[Data]
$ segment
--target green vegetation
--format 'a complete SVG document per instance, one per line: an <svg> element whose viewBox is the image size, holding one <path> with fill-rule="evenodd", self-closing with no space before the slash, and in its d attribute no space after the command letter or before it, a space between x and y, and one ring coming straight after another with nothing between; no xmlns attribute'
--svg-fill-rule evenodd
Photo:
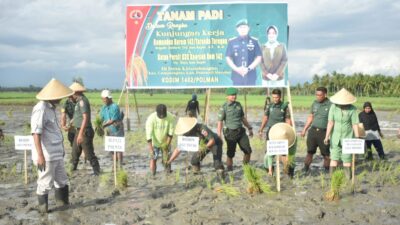
<svg viewBox="0 0 400 225"><path fill-rule="evenodd" d="M118 189L125 189L128 187L128 173L125 170L117 171L117 187Z"/></svg>
<svg viewBox="0 0 400 225"><path fill-rule="evenodd" d="M262 180L262 171L250 166L243 165L244 178L247 181L247 192L250 194L272 193L271 187Z"/></svg>
<svg viewBox="0 0 400 225"><path fill-rule="evenodd" d="M240 195L240 192L237 188L233 187L231 184L222 184L215 188L215 191L218 193L224 193L231 197L236 197Z"/></svg>
<svg viewBox="0 0 400 225"><path fill-rule="evenodd" d="M344 186L345 180L346 176L343 170L338 169L335 172L333 172L331 178L331 189L325 193L325 199L327 201L339 200L340 198L339 194Z"/></svg>
<svg viewBox="0 0 400 225"><path fill-rule="evenodd" d="M103 129L103 121L101 120L100 116L97 115L96 119L94 120L94 131L99 137L104 136L104 129Z"/></svg>
<svg viewBox="0 0 400 225"><path fill-rule="evenodd" d="M309 90L313 90L310 89ZM218 89L219 91L219 89ZM241 90L242 92L244 90ZM166 92L164 90L164 92ZM178 91L176 91L178 92ZM262 92L261 92L262 93ZM264 94L249 94L247 95L247 106L249 108L264 108ZM308 93L307 96L297 95L292 93L292 102L294 110L308 110L311 106L312 101L314 101L315 96L312 93ZM330 95L333 92L329 93ZM2 105L34 105L37 100L35 98L35 92L0 92L0 101ZM93 107L99 107L103 105L101 98L99 97L99 93L97 92L88 92L85 95L89 98L90 104ZM133 106L133 94L130 94L130 104ZM168 94L160 93L149 95L148 93L136 93L136 98L138 99L139 107L154 107L159 103L167 102L167 106L169 108L184 108L186 107L187 100L190 98L188 94L182 93L173 93L172 91L168 91ZM205 102L205 94L199 94L198 100L201 105L204 105ZM240 101L244 105L244 95L239 93L238 101ZM118 101L118 97L115 98L115 102ZM218 111L220 105L226 101L225 94L217 93L217 91L212 91L210 98L210 107L211 111ZM285 96L285 101L287 101L287 96ZM376 110L398 110L398 105L400 105L400 98L398 97L361 97L357 95L357 102L355 106L359 109L362 108L362 105L365 101L372 102L374 109ZM121 103L120 106L123 106L124 103ZM251 110L251 109L249 109Z"/></svg>

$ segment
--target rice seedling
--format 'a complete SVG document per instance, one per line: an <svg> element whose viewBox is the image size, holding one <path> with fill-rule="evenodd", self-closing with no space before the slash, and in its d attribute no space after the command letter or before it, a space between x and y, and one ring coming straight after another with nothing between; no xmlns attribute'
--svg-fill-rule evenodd
<svg viewBox="0 0 400 225"><path fill-rule="evenodd" d="M218 193L224 193L231 197L236 197L236 196L240 195L240 192L238 191L238 189L233 187L230 184L223 184L221 186L216 187L214 190Z"/></svg>
<svg viewBox="0 0 400 225"><path fill-rule="evenodd" d="M6 125L6 122L4 122L3 120L0 120L0 126L4 126Z"/></svg>
<svg viewBox="0 0 400 225"><path fill-rule="evenodd" d="M162 143L161 146L161 151L162 151L162 164L164 167L168 166L167 162L169 159L169 147L166 142Z"/></svg>
<svg viewBox="0 0 400 225"><path fill-rule="evenodd" d="M264 152L266 150L266 143L264 138L252 138L250 139L251 147L255 151Z"/></svg>
<svg viewBox="0 0 400 225"><path fill-rule="evenodd" d="M233 182L235 180L235 177L233 176L233 174L229 174L229 183L233 185Z"/></svg>
<svg viewBox="0 0 400 225"><path fill-rule="evenodd" d="M7 116L10 119L14 117L14 110L12 108L7 111Z"/></svg>
<svg viewBox="0 0 400 225"><path fill-rule="evenodd" d="M125 170L117 171L117 187L118 189L125 189L128 187L128 173Z"/></svg>
<svg viewBox="0 0 400 225"><path fill-rule="evenodd" d="M367 177L368 171L363 170L360 174L357 175L357 180L361 183L364 182L365 178Z"/></svg>
<svg viewBox="0 0 400 225"><path fill-rule="evenodd" d="M336 170L332 174L331 189L325 193L327 201L338 201L340 199L340 191L345 184L346 176L341 169Z"/></svg>
<svg viewBox="0 0 400 225"><path fill-rule="evenodd" d="M320 184L321 184L321 189L325 189L325 173L321 172L319 174L319 180L320 180Z"/></svg>
<svg viewBox="0 0 400 225"><path fill-rule="evenodd" d="M67 176L69 178L72 177L73 171L74 171L74 166L72 165L72 163L68 163L68 165L67 165Z"/></svg>
<svg viewBox="0 0 400 225"><path fill-rule="evenodd" d="M247 181L246 191L250 194L266 193L270 194L273 191L269 184L262 180L262 171L256 170L254 167L245 164L243 165L244 178Z"/></svg>
<svg viewBox="0 0 400 225"><path fill-rule="evenodd" d="M94 120L94 131L99 137L104 136L104 129L103 129L103 121L101 120L100 116L97 115L96 119Z"/></svg>
<svg viewBox="0 0 400 225"><path fill-rule="evenodd" d="M211 183L211 179L206 179L206 185L207 185L207 188L208 189L210 189L210 190L212 190L212 183Z"/></svg>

[Work instruction]
Write the listing out again in full and unchanged, minus any pictures.

[Response]
$ segment
--target green vegetation
--format 'a complete SVG document per instance, one per line: an <svg> element whose viewBox is the image size, holding one <path> with fill-rule="evenodd", self-closing with no space before the slash, and in its d attribute no space after the command letter or before it, a space between x and y, and one ring coming straight after another with nothing between; no xmlns attribute'
--svg-fill-rule evenodd
Photo:
<svg viewBox="0 0 400 225"><path fill-rule="evenodd" d="M118 189L125 189L128 187L128 173L125 170L117 171L117 187Z"/></svg>
<svg viewBox="0 0 400 225"><path fill-rule="evenodd" d="M262 180L262 171L250 166L243 165L244 178L247 181L247 192L250 194L272 193L271 187Z"/></svg>
<svg viewBox="0 0 400 225"><path fill-rule="evenodd" d="M240 195L240 192L237 188L233 187L231 184L222 184L215 188L215 191L218 193L224 193L231 197L236 197Z"/></svg>
<svg viewBox="0 0 400 225"><path fill-rule="evenodd" d="M344 186L345 180L346 176L343 170L338 169L335 172L333 172L331 178L331 189L325 193L325 199L327 201L339 200L340 198L339 194Z"/></svg>
<svg viewBox="0 0 400 225"><path fill-rule="evenodd" d="M103 129L103 121L101 120L100 116L97 115L96 119L94 120L94 131L99 137L104 136L104 129Z"/></svg>
<svg viewBox="0 0 400 225"><path fill-rule="evenodd" d="M309 90L313 90L310 89ZM218 89L219 91L219 89ZM241 90L242 92L244 90ZM166 92L164 90L164 92ZM178 91L176 91L178 92ZM262 92L261 92L262 93ZM264 94L249 94L247 95L247 106L249 108L264 108ZM308 93L307 96L297 95L292 93L292 102L294 110L308 110L311 106L312 101L314 101L315 96L312 93ZM330 95L333 92L329 93ZM2 105L34 105L37 100L35 98L35 92L0 92L0 101ZM93 107L99 107L103 105L101 98L99 97L99 93L97 92L88 92L85 95L89 98L90 104ZM133 106L133 94L130 94L130 104ZM168 94L160 93L149 95L148 93L136 93L136 98L138 99L139 107L154 107L159 103L167 102L167 106L169 108L184 108L186 107L187 100L190 98L188 94L182 93L173 93L172 91L168 91ZM205 102L205 94L199 94L198 100L201 105L204 105ZM240 101L244 105L244 95L239 93L238 101ZM118 101L118 97L115 98L115 102ZM218 111L220 105L226 101L225 94L217 93L217 91L212 91L210 98L210 107L211 111ZM285 96L285 101L287 101L287 96ZM376 110L398 110L398 105L400 105L400 98L398 97L361 97L357 95L357 102L355 106L359 109L362 108L362 105L365 101L372 102L374 109ZM121 103L120 106L123 106L124 103ZM251 110L251 109L249 109Z"/></svg>

$ segment
--target rice seedling
--format 'a complete SVG document per instance, one per line: an <svg> element whose viewBox is the image size, holding one <path> with fill-rule="evenodd", self-closing with no space before the slash, and in its d attribute no space after the command letter or before it, a space between x and y, and one ring coming straight after another with nothing between; no xmlns attribute'
--svg-fill-rule evenodd
<svg viewBox="0 0 400 225"><path fill-rule="evenodd" d="M218 193L224 193L231 197L236 197L236 196L240 195L240 192L238 191L238 189L233 187L230 184L223 184L221 186L216 187L214 190Z"/></svg>
<svg viewBox="0 0 400 225"><path fill-rule="evenodd" d="M6 125L6 122L4 122L3 120L0 120L0 126L4 126Z"/></svg>
<svg viewBox="0 0 400 225"><path fill-rule="evenodd" d="M162 143L161 146L161 151L162 151L162 164L164 167L168 166L167 162L169 159L169 147L166 142Z"/></svg>
<svg viewBox="0 0 400 225"><path fill-rule="evenodd" d="M264 152L266 150L266 143L264 138L252 138L250 139L251 147L255 151Z"/></svg>
<svg viewBox="0 0 400 225"><path fill-rule="evenodd" d="M233 182L235 180L235 177L233 176L233 174L229 174L229 183L233 185Z"/></svg>
<svg viewBox="0 0 400 225"><path fill-rule="evenodd" d="M7 116L10 119L14 117L14 110L12 108L7 111Z"/></svg>
<svg viewBox="0 0 400 225"><path fill-rule="evenodd" d="M125 170L117 171L117 187L118 189L125 189L128 187L128 173Z"/></svg>
<svg viewBox="0 0 400 225"><path fill-rule="evenodd" d="M367 177L368 171L363 170L360 174L357 175L357 180L361 183L364 182L365 178Z"/></svg>
<svg viewBox="0 0 400 225"><path fill-rule="evenodd" d="M336 170L332 174L331 189L325 193L327 201L338 201L340 199L340 191L345 184L346 176L341 169Z"/></svg>
<svg viewBox="0 0 400 225"><path fill-rule="evenodd" d="M320 184L321 184L321 189L325 189L325 173L321 172L319 174L319 180L320 180Z"/></svg>
<svg viewBox="0 0 400 225"><path fill-rule="evenodd" d="M67 176L69 178L72 177L73 171L74 171L74 166L72 165L72 163L68 163L68 165L67 165Z"/></svg>
<svg viewBox="0 0 400 225"><path fill-rule="evenodd" d="M247 181L246 191L250 194L266 193L270 194L273 191L269 184L262 180L262 171L256 170L254 167L245 164L243 165L244 178Z"/></svg>
<svg viewBox="0 0 400 225"><path fill-rule="evenodd" d="M94 120L94 131L99 137L104 136L104 129L103 129L103 121L101 120L100 116L97 115L96 119Z"/></svg>
<svg viewBox="0 0 400 225"><path fill-rule="evenodd" d="M211 183L211 179L206 179L206 185L207 185L207 188L208 189L210 189L210 190L212 190L212 183Z"/></svg>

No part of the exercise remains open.